:: Exercise prompt ::
Copy out everything from the line containing "locate the mountain" down to the line containing "[[0, 128, 1456, 549]]", both included, leaving the request line untouched. In the answer, scale every bounding-box coordinate by 0.95 and round to whole numbers, with halves rounded up.
** Start **
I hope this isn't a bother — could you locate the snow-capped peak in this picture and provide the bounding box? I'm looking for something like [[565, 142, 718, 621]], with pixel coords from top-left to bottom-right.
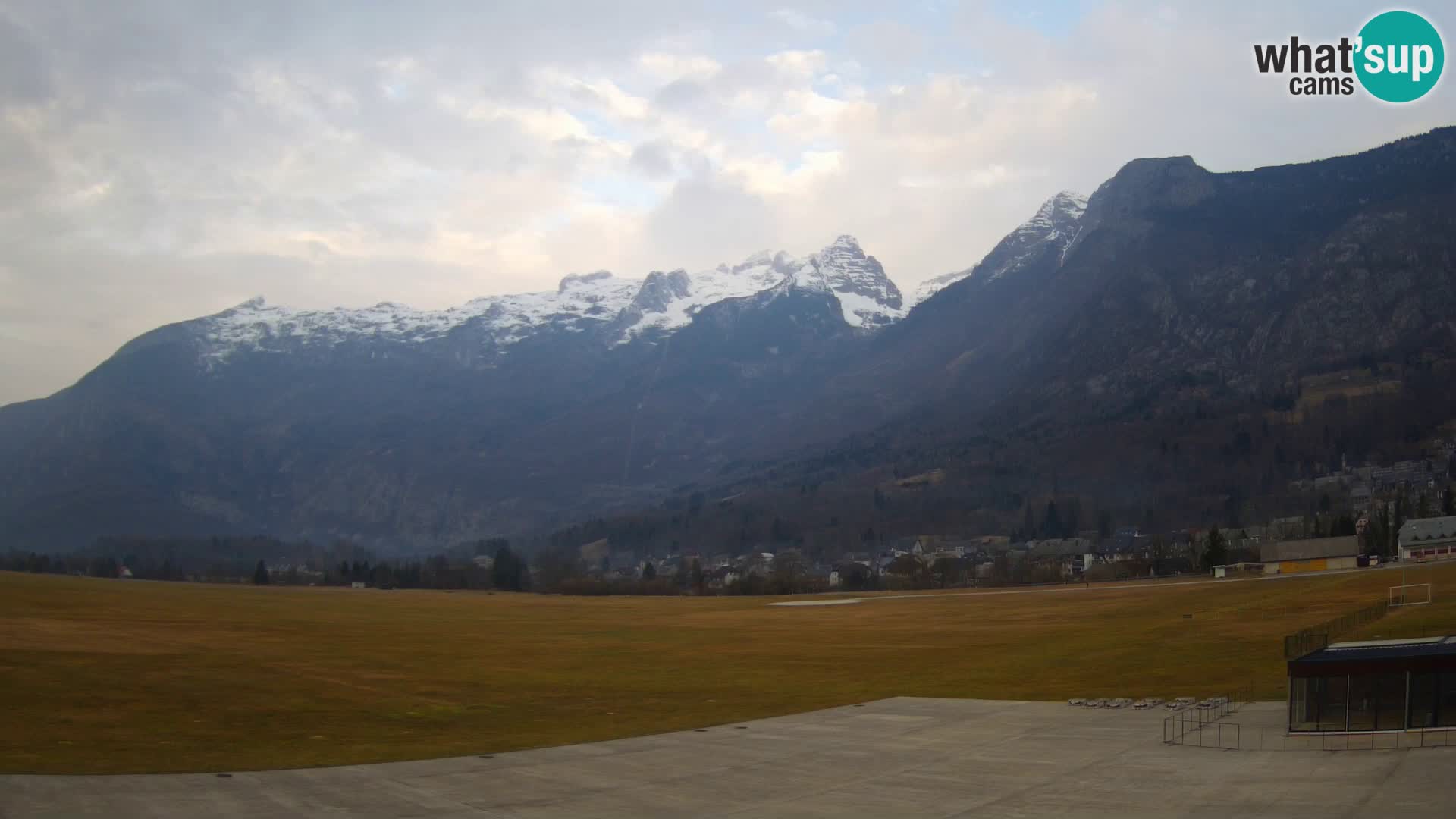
[[912, 191, 1087, 305], [791, 234, 905, 328], [196, 236, 904, 360]]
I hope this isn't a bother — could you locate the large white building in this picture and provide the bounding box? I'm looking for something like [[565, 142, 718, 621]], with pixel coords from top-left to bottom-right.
[[1398, 516, 1456, 563]]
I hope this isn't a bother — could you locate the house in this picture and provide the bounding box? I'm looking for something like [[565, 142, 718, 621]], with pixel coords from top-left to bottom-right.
[[1396, 516, 1456, 563], [708, 566, 738, 588], [1260, 535, 1360, 574]]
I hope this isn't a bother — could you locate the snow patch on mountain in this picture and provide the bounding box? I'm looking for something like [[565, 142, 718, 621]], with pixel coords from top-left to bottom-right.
[[617, 251, 791, 337], [198, 236, 905, 359], [912, 191, 1087, 306], [201, 271, 642, 359], [792, 236, 905, 328]]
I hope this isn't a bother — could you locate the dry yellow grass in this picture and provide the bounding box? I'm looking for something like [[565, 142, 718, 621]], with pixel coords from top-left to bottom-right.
[[0, 566, 1456, 773]]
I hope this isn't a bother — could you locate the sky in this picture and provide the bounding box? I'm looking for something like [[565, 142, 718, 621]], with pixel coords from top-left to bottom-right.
[[0, 0, 1456, 403]]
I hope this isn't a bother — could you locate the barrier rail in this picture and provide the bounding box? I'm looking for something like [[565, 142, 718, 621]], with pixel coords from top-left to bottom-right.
[[1284, 601, 1391, 661]]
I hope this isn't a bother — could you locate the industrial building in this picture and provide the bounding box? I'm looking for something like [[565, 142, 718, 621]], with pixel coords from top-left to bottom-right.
[[1288, 637, 1456, 733], [1398, 516, 1456, 563], [1260, 535, 1360, 574]]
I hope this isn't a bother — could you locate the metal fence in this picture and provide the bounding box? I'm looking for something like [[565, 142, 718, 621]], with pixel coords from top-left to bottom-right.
[[1284, 601, 1389, 661], [1163, 683, 1254, 749], [1163, 707, 1242, 751]]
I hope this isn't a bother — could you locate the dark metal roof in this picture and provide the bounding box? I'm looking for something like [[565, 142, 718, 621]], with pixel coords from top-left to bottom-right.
[[1288, 635, 1456, 669]]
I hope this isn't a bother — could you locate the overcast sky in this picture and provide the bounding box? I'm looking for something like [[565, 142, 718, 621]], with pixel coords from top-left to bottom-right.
[[0, 0, 1456, 403]]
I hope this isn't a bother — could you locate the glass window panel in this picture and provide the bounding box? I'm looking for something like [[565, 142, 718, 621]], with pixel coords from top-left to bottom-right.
[[1288, 676, 1320, 732], [1310, 676, 1348, 732], [1345, 675, 1376, 732], [1374, 672, 1405, 732], [1436, 672, 1456, 726], [1410, 673, 1437, 729]]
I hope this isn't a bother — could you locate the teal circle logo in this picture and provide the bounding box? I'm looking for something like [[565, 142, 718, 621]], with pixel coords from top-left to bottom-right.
[[1356, 11, 1446, 102]]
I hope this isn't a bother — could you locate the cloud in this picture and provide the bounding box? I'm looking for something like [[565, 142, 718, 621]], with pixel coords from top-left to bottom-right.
[[0, 0, 1456, 402], [769, 9, 839, 36]]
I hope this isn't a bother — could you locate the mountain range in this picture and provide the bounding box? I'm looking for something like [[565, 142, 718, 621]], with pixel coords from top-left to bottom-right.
[[0, 128, 1456, 549]]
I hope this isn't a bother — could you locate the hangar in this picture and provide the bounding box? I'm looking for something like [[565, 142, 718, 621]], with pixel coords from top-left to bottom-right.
[[1288, 637, 1456, 733], [1260, 535, 1360, 574]]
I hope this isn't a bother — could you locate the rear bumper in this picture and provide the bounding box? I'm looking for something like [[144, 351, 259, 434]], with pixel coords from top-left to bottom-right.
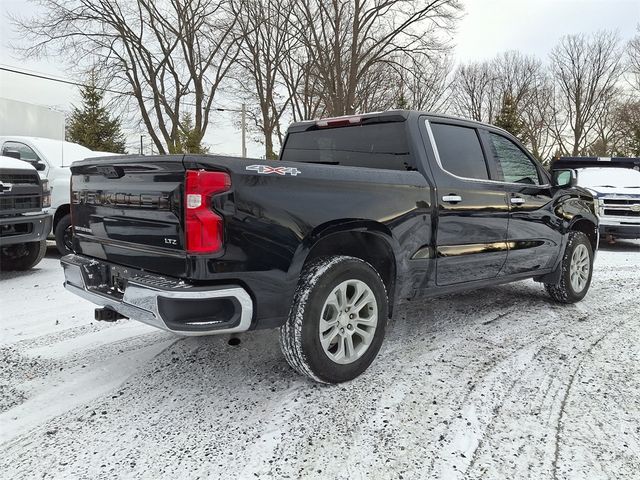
[[0, 213, 51, 246], [60, 254, 253, 335]]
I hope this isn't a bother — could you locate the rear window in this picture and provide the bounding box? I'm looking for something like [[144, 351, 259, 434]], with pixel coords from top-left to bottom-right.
[[431, 123, 489, 180], [282, 122, 416, 170]]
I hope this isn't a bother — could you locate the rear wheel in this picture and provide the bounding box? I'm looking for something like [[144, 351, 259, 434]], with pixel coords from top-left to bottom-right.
[[280, 256, 388, 383], [544, 232, 593, 303], [53, 213, 73, 255], [0, 240, 47, 271]]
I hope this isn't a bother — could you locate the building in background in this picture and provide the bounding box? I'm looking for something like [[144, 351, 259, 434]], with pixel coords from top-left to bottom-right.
[[0, 97, 65, 140]]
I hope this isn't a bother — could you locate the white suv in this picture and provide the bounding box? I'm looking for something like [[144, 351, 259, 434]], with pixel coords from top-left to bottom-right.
[[0, 136, 116, 255]]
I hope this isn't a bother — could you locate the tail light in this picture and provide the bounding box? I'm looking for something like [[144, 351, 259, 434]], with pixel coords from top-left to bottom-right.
[[185, 170, 231, 253]]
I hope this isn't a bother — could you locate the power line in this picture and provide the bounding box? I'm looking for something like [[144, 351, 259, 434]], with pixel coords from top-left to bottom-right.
[[0, 64, 241, 112]]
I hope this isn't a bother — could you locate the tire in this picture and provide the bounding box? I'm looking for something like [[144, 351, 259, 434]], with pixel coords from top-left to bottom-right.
[[53, 213, 73, 255], [544, 232, 593, 303], [0, 240, 47, 271], [280, 256, 389, 383]]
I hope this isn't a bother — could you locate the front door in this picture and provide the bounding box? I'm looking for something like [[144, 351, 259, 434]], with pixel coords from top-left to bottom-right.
[[427, 119, 509, 285], [485, 132, 562, 275]]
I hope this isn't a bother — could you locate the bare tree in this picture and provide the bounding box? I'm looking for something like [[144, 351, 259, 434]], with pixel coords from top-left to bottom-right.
[[453, 62, 499, 123], [294, 0, 461, 115], [551, 32, 622, 155], [453, 51, 542, 123], [396, 55, 453, 111], [520, 72, 556, 164], [14, 0, 238, 153]]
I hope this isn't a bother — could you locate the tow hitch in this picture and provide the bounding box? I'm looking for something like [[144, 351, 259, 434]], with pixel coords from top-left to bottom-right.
[[95, 307, 128, 322]]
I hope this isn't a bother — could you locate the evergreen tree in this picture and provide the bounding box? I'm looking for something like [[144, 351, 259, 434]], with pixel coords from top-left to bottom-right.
[[67, 72, 125, 153], [176, 113, 209, 153], [494, 94, 526, 141]]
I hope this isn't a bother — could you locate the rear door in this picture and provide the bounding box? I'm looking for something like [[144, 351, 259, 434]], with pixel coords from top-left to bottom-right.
** End **
:: Solved problem ::
I hope this isn't a bother — could you locate the mountain range in this picture and provide the bounding box? I'm looking for something like [[565, 142, 718, 621]], with pixel coords from top-left to bottom-right.
[[0, 122, 1383, 522]]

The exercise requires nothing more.